Help for package nomiShape

Title:

Visualization and Analysis of Nominal Variable Distributions

Version:

1.0.0

Description:

Provides tools for visualizing and analyzing the shape of discrete nominal frequency distributions. The package introduces centered frequency plots, in which nominal categories are ordered from the most frequent category at the center toward less frequent categories on both sides, facilitating the detection of distributional patterns such as uniformity, dominance, symmetry, skewness, and long-tail behavior. In addition, the package supports Pareto charts for the study of dominance and cumulative frequency structure in nominal data. The package is designed for exploratory data analysis and statistical teaching, offering visualizations that emphasize distributional form rather than arbitrary category ordering.

License:

MIT + file LICENSE

Encoding:

UTF-8

RoxygenNote:

7.3.3

Depends:

R (≥ 4.1.0)

LazyData:

true

Imports:

dplyr, ggplot2

Suggests:

knitr, rmarkdown, testthat (≥ 3.0.0)

VignetteBuilder:

knitr

Config/testthat/edition:

NeedsCompilation:

Packaged:

2026-01-29 10:33:28 UTC; norberello

Author:

Norberto Asensio

[aut, cre]

Maintainer:

Norberto Asensio <norberto.asensio@ehu.eus>

Repository:

CRAN

Date/Publication:

2026-02-03 10:40:02 UTC

Categories: Uniform Distribution of Bikinibottom Species

Description

A dataset of dummy nominal data inspired by characters/species from the Bikini Bottom universe (SpongeBob SquarePants). This dataset simulates a roughly uniform distribution across 11 species, with a total of 250 observations. It was intentionally designed to be uniform-like for testing nominal distribution visualization functions.

A simple dataset of categorical values used for examples.

Usage

categories

categories

Format

A data frame with 250 rows and 1 variable:

animal: Character. Species/animal names. 11 species inspired by Bikini Bottom.

A data frame with 1 column:

animal: Factor with animal categories as letters

Source

Generated for examples

Examples

categories
# Ranked bar plot of species frequencies
ranked_barplot(categories, "animal")

# Centered bar plot (most frequent in the center)
centered_barplot(categories, "animal")

# Centered dot plot with theoretical shape overlays
shape_comp_plot(categories, "animal")

Categories2: Triangular Distribution of Bikinibottom Species

Description

A dataset of dummy nominal data inspired by characters/species from the Bikini Bottom universe (SpongeBob SquarePants). This dataset simulates a roughly triangular distribution of frequencies.

Usage

categories2

Format

A data frame with 250 rows and 11 variables:

animal: Character. Species/animal names.
freq: Integer. Frequency of each species, forming a triangular pattern.

Examples

ranked_barplot(categories2, "animal")

- _RECORDED INFORMATION_
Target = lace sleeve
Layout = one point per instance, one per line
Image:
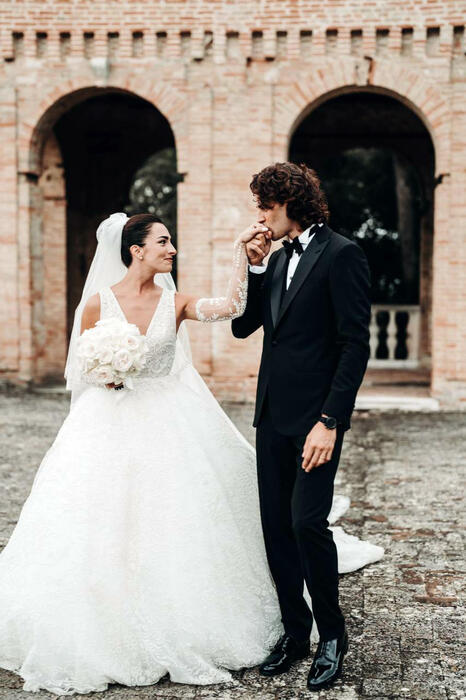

- _WORK TO BE COMPLETED_
Please repeat, word for word, the stretch of the nomiShape help page that starts at the words "Provides tools for" and ends after the words "arbitrary category ordering.".

- _THE SOLUTION_
Provides tools for visualizing and analyzing the shape of discrete nominal frequency distributions. The package introduces centered frequency plots, in which nominal categories are ordered from the most frequent category at the center toward less frequent categories on both sides, facilitating the detection of distributional patterns such as uniformity, dominance, symmetry, skewness, and long-tail behavior. In addition, the package supports Pareto charts for the study of dominance and cumulative frequency structure in nominal data. The package is designed for exploratory data analysis and statistical teaching, offering visualizations that emphasize distributional form rather than arbitrary category ordering.